From the line with "Could you point at the wooden chair" down to the final line of the material below, quote every line exactly and leave out all lines before it.

-- begin MATERIAL FOR THE TASK --

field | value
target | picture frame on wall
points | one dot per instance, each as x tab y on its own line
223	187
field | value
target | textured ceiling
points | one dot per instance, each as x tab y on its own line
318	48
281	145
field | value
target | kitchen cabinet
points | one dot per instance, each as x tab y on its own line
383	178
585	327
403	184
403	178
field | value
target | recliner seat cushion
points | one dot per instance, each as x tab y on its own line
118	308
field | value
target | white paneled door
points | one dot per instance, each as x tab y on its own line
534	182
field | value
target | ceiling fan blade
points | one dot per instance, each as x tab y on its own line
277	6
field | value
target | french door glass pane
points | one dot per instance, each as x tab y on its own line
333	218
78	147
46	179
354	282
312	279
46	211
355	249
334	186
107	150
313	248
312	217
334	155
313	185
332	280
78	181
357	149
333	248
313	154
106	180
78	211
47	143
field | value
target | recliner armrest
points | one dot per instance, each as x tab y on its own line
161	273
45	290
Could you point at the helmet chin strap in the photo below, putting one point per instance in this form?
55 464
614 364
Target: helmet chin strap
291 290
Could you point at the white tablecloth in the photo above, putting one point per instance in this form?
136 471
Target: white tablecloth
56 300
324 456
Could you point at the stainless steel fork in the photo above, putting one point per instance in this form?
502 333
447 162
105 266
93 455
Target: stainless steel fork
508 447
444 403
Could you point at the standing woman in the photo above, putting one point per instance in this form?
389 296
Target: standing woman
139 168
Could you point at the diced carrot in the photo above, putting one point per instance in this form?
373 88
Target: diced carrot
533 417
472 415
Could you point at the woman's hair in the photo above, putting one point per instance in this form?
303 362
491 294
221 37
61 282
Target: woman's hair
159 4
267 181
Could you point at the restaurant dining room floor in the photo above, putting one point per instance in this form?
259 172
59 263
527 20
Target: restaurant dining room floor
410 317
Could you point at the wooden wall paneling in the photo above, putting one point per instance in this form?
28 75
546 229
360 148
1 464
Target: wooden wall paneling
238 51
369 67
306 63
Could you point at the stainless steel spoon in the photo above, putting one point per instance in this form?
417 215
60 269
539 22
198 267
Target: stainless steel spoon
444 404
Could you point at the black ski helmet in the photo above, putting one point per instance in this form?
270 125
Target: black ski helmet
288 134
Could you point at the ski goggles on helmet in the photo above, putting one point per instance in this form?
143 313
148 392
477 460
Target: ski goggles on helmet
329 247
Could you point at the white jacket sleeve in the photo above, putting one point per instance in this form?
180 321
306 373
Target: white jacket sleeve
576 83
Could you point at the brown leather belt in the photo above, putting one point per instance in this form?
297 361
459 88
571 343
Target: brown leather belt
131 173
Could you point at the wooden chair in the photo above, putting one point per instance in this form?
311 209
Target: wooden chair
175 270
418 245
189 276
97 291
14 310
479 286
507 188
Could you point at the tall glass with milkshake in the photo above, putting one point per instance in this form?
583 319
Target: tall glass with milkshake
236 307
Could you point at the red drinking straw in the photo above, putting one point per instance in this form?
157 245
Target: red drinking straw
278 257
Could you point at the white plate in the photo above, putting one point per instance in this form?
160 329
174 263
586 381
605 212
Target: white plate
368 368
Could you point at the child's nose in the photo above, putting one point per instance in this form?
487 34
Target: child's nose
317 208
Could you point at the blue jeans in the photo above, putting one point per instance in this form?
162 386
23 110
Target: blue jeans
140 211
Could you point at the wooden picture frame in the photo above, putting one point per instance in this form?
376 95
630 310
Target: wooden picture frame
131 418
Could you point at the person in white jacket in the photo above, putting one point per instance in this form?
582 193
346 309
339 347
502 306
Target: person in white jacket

-- end MATERIAL FOR THE TASK --

ANSWER TO THE EXERCISE:
Could you point at the wooden chair in the photo above, putting one point per instance in this form?
311 209
Target: wooden chair
175 270
418 245
189 276
97 291
14 310
479 286
507 188
Could you point at the tall glass with milkshake in the photo above, putting one point per instance in this form?
583 319
Target: tall glass with milkshake
236 307
Could you point at the red drinking straw in the photo above, putting one point per instance in this form?
157 245
Target: red drinking straw
278 257
Could you point at the white plate in the photo above, putting one point per instance in this form?
160 329
174 263
586 381
605 212
Target: white plate
368 368
Could you point at the child's nose in the photo above, putting one point per instance in this form?
487 34
Target: child's nose
317 208
Could you point at the blue jeans in the photo above, putting one point per instance in this form?
162 386
23 110
Target: blue jeans
140 211
Could you point at the wooden picture frame in the photo above, putting one point per instance in this form?
376 95
630 310
Target: wooden picture frame
131 418
Could you point at the person in white jacket in the photo above, putting one point per instance in this form?
582 193
346 309
339 347
502 306
Target: person in white jacket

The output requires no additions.